(EXERCISE TEXT Opens)
Pain, Independence, and the Discovery of Consciousness

Manifest existence is association with the force of conditionality. The inherent circumstance of manifest existence is change, temporariness, limitation, struggle with opposites, search for happiness, motivation toward release, and attachment to what is neither ultimate nor necessary.

As a consequence of all of this, the manifest being tends toward bewilderment, stress, obsessive craving, frustration, anger, sorrow, fear, depression, disease, pain, unhappiness, inertia, and death.

In the midst of all of this, the mind tends to develop the psychology of the problem. Manifest existence tends to be conceived as a problem to be overcome. And thus the language of religious or spiritual consideration tends to be associated with this problem-consciousness, and religious or spiritual practice tends, therefore, to develop as a strategy for overcoming and ultimately eliminating pain, suffering, change, and even manifest existence itself.

We must understand and transcend this tendency to become grounded in the problem-consciousness of ordinary egoity. The proper or real consideration in the midst of manifest existence is not involved in this reaction to conditional experience. Enlightenment is not the elimination of phenomenal experience. Rather, Enlightenment is the intuition of the Transcendental Condition of the phenomenal self and its objects and states. And that intuition is not predicated on the ascetical or yogic elimination of conditional states. Rather, it is inherent in the direct and most profound or radical understanding of the entire process of attention in relation to the self, its psycho-physical states, and its objects (or the not-self).

In the traditions of Transcendental Enlightenment, conditional existence is considered in terms of one or the other of its two fundamental characteristics. It is considered either in terms of its negative experiential impact (as pain, limitation, or suffering) or in terms of its status in relation to Reality. In the Buddhist tradition, conditional existence is named "samsara," and in the tradition of Advaitism conditional existence is named "maya." In both traditions, this leading conception is treated both as suffering and as a process to be understood in Reality. It is a characteristic of the beginner's (and particularly the sixth stage) consciousness in these traditions to consider manifest existence in negative terms and to make that consideration into the motivating principle of religious or spiritual practice. But it is characteristic of the advanced, spiritually mature, and, especially, the Enlightened consciousness of those same traditions to stand aside from the conventional egoic reactions to the manifest difficulties of life and to consider manifest existence simply and entirely as a process to be understood in the Context of Reality (or the Transcendental Condition of conditions).
(EXERCISE TEXT Closes)
(SUPPLIED INFORMATION Opens)
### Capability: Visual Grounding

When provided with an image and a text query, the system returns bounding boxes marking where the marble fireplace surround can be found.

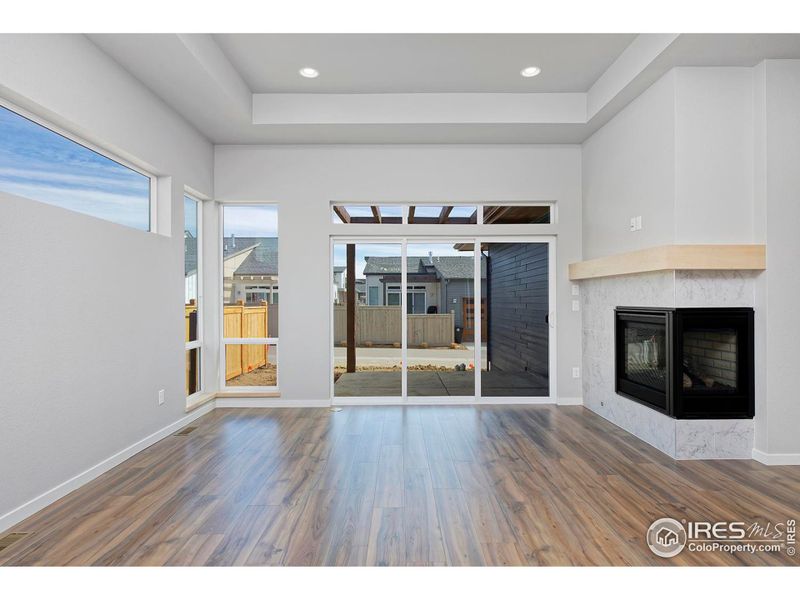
[580,270,759,459]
(SUPPLIED INFORMATION Closes)
## PROBLEMS AND TASKS
1 > List every item that the passage on pain and consciousness names as part of the inherent circumstance of manifest existence.
2 > According to the passage on pain and consciousness, what is conditional existence called in the tradition of Advaitism?
3 > Decide whether each statement agrees with the passage on pain and consciousness: (a) Enlightenment is the elimination of phenomenal experience. (b) The Buddhist tradition calls conditional existence "samsara." (c) The intuition of the Transcendental Condition depends on the yogic elimination of conditional states.

## ANSWER LIST
1 >
change
temporariness
limitation
struggle with opposites
search for happiness
motivation toward release
attachment to what is neither ultimate nor necessary

2 > "Maya."

3 >
(a) No: "Enlightenment is not the elimination of phenomenal experience."
(b) Yes: "In the Buddhist tradition, conditional existence is named "samsara,""
(c) No: "that intuition is not predicated on the ascetical or yogic elimination of conditional states."